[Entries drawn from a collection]

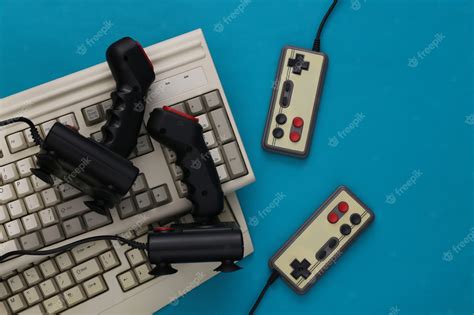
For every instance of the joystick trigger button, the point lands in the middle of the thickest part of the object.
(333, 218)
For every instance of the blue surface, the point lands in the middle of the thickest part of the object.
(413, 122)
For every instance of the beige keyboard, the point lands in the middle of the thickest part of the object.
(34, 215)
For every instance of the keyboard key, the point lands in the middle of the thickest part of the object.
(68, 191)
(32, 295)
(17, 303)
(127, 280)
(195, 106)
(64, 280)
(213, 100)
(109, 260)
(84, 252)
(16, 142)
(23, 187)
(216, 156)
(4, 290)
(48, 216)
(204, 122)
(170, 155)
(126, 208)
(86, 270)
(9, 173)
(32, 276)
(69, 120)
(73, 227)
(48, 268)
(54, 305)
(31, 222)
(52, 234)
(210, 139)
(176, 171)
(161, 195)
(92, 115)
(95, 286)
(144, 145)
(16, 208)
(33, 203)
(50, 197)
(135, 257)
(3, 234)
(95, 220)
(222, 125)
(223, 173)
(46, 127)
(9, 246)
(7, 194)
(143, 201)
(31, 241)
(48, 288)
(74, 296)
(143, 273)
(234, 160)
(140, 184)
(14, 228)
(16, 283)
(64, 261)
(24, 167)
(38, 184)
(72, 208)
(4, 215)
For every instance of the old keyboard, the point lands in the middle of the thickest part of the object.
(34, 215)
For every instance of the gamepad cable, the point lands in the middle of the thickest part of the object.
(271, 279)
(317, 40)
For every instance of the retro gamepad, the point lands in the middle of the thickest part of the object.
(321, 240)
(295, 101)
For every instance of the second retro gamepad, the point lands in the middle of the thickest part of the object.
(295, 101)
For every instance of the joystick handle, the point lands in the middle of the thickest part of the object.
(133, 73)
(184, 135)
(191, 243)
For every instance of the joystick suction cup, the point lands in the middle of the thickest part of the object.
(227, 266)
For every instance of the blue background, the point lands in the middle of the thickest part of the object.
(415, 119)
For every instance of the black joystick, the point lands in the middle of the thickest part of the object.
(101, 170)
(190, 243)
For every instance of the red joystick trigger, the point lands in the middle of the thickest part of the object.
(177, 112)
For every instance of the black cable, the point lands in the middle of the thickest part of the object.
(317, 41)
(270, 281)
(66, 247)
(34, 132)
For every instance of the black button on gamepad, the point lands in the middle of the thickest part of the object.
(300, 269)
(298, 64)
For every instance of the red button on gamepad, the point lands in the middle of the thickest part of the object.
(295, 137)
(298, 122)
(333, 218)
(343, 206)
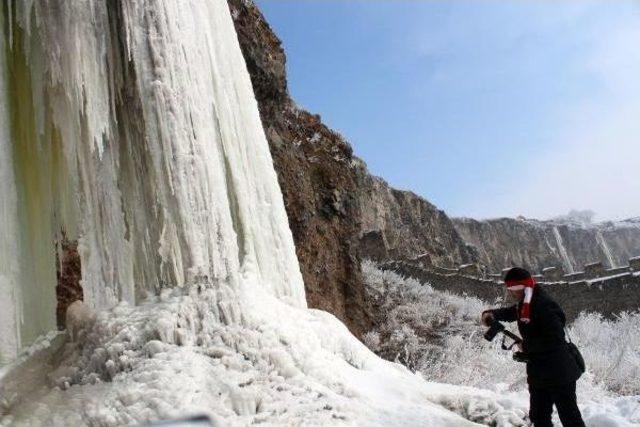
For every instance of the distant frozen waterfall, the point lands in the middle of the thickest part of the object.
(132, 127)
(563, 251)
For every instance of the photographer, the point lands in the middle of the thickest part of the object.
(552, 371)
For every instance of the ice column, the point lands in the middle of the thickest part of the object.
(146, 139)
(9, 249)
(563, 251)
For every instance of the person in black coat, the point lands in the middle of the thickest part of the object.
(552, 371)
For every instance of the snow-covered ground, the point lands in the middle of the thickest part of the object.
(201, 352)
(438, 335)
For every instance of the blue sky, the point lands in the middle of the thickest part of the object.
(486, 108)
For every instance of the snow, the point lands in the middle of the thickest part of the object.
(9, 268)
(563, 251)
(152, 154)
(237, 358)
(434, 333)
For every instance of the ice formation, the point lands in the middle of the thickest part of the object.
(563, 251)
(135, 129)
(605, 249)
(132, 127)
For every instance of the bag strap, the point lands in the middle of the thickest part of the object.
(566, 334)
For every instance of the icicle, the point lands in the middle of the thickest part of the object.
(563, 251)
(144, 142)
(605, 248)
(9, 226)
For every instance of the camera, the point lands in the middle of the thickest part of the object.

Short exercise
Reproduce the lines of the entries word for word, starting with the line that contains "For every instance of the icicle, the" and continuing through the end of the entries.

Exercise output
For every instance of the icicle, the point lands in the middle of the thickest part of the object.
(563, 251)
(144, 142)
(605, 248)
(9, 226)
For every instance of the camera, the point lands in the middle of the thickest part of the object.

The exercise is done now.